**Text under study**

"""

Helen Jane Waddell, Irish poet, translator and playwright, is born in Tokyo, Japan on May 31, 1889.

Waddell is the tenth and youngest child of Hugh Waddell, a Presbyterian minister and missionary who is lecturing in the Imperial University. She spends the first eleven years of her life in Japan before her family returns to Belfast. Her mother dies shortly afterwards, and her father remarries. Hugh Waddell himself dies and leaves his younger children in the care of their stepmother. Following the marriage of her elder sister Meg, she is left at home to care for her stepmother, whose health is deteriorating by this time.

Waddell is educated at Victoria College for Girls and Queen’s University Belfast, where she studies under Professor Gregory Smith, graduating in 1911. She follows her BA with first class honours in English with a master’s degree, and in 1919 enrolls in Somerville College, Oxford, to study for her doctorate. A traveling scholarship from Lady Margaret Hall in 1923 allows her to conduct research in Paris. It is at this time that she meets her life-long friend, Maude Clarke.

"""

**Assigned task A**
Render this sentence from the Helen Waddell biography into Spanish: "She spends the first eleven years of her life in Japan before her family returns to Belfast."
**Assigned task B**
According to the Helen Waddell biography, which institution grants Waddell the traveling scholarship in 1923?

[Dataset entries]
"""

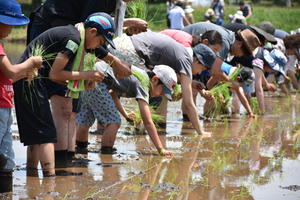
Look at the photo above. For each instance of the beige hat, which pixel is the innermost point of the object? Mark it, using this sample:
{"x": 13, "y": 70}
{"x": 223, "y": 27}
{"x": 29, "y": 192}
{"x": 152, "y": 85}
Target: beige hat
{"x": 250, "y": 40}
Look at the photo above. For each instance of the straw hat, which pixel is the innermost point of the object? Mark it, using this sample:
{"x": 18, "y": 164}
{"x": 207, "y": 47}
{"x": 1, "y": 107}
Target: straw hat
{"x": 250, "y": 40}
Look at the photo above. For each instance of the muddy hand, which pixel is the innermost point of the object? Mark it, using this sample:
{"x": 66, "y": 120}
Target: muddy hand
{"x": 166, "y": 153}
{"x": 37, "y": 61}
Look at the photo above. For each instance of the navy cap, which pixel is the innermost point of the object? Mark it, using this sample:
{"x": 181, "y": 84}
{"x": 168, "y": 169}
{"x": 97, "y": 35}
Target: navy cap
{"x": 11, "y": 13}
{"x": 104, "y": 25}
{"x": 205, "y": 55}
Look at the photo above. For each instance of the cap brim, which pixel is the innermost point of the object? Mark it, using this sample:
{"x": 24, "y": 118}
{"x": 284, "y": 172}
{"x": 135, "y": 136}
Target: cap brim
{"x": 112, "y": 44}
{"x": 13, "y": 21}
{"x": 267, "y": 36}
{"x": 167, "y": 92}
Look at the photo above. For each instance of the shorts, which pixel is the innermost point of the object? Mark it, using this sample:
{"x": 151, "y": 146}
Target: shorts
{"x": 33, "y": 112}
{"x": 6, "y": 148}
{"x": 97, "y": 104}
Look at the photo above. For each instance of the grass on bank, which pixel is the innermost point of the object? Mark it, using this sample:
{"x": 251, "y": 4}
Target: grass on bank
{"x": 283, "y": 18}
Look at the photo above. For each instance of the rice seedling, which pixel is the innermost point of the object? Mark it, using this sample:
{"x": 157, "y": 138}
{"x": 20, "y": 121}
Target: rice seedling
{"x": 138, "y": 9}
{"x": 144, "y": 79}
{"x": 176, "y": 95}
{"x": 90, "y": 61}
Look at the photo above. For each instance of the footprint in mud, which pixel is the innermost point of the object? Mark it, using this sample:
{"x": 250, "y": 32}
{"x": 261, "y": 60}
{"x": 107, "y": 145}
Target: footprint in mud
{"x": 294, "y": 188}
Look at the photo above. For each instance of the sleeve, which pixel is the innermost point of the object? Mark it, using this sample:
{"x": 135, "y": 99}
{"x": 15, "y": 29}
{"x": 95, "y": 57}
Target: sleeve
{"x": 71, "y": 44}
{"x": 2, "y": 52}
{"x": 101, "y": 52}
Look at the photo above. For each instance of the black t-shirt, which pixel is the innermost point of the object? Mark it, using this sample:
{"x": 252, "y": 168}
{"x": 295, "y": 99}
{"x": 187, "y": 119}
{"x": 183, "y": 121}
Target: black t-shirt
{"x": 62, "y": 39}
{"x": 78, "y": 10}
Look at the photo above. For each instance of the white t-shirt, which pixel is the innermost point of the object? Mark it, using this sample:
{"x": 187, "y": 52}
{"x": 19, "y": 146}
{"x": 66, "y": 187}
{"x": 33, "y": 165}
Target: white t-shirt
{"x": 176, "y": 18}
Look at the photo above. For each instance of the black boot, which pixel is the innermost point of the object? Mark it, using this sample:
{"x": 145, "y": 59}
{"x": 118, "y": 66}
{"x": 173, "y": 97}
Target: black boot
{"x": 61, "y": 158}
{"x": 108, "y": 150}
{"x": 6, "y": 181}
{"x": 81, "y": 147}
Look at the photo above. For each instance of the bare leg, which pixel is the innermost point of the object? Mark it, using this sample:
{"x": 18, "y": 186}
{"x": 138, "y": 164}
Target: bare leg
{"x": 109, "y": 135}
{"x": 32, "y": 160}
{"x": 294, "y": 80}
{"x": 61, "y": 113}
{"x": 46, "y": 156}
{"x": 72, "y": 133}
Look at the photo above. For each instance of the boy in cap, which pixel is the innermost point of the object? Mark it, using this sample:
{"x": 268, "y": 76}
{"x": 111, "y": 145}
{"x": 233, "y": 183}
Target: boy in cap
{"x": 10, "y": 15}
{"x": 160, "y": 81}
{"x": 68, "y": 45}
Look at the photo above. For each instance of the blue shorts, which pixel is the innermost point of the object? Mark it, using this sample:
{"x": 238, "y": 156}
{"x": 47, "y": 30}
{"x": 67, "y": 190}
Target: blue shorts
{"x": 97, "y": 104}
{"x": 6, "y": 149}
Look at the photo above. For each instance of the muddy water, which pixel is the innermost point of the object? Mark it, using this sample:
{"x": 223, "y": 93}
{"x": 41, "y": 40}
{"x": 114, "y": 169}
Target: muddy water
{"x": 244, "y": 159}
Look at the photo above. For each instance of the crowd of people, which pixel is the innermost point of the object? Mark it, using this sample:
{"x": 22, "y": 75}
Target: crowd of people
{"x": 58, "y": 97}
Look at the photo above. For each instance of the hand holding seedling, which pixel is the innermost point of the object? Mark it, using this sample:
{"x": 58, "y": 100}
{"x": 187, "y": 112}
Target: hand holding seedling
{"x": 271, "y": 87}
{"x": 94, "y": 76}
{"x": 130, "y": 117}
{"x": 89, "y": 85}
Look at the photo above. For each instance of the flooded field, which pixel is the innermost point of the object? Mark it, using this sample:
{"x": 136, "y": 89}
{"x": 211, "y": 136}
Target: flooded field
{"x": 244, "y": 159}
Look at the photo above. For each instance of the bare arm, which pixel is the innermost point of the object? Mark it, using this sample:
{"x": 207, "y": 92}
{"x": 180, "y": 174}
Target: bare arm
{"x": 18, "y": 70}
{"x": 119, "y": 105}
{"x": 149, "y": 125}
{"x": 58, "y": 74}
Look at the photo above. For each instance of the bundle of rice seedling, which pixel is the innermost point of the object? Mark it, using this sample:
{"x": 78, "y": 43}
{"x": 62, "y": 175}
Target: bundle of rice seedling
{"x": 138, "y": 9}
{"x": 144, "y": 80}
{"x": 221, "y": 93}
{"x": 39, "y": 50}
{"x": 176, "y": 95}
{"x": 90, "y": 61}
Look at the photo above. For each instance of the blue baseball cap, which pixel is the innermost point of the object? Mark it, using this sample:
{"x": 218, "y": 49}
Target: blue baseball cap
{"x": 104, "y": 25}
{"x": 11, "y": 13}
{"x": 276, "y": 60}
{"x": 205, "y": 55}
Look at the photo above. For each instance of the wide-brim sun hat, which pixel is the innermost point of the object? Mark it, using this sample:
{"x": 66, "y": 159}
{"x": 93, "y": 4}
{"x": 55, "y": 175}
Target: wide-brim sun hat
{"x": 250, "y": 40}
{"x": 104, "y": 25}
{"x": 11, "y": 13}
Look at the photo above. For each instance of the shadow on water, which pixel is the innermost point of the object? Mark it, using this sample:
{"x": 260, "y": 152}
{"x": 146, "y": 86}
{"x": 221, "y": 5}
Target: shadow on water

"""

**Your solution A**
Pasa los primeros once años de su vida en Japón antes de que su familia regrese a Belfast.

**Your solution B**
Lady Margaret Hall.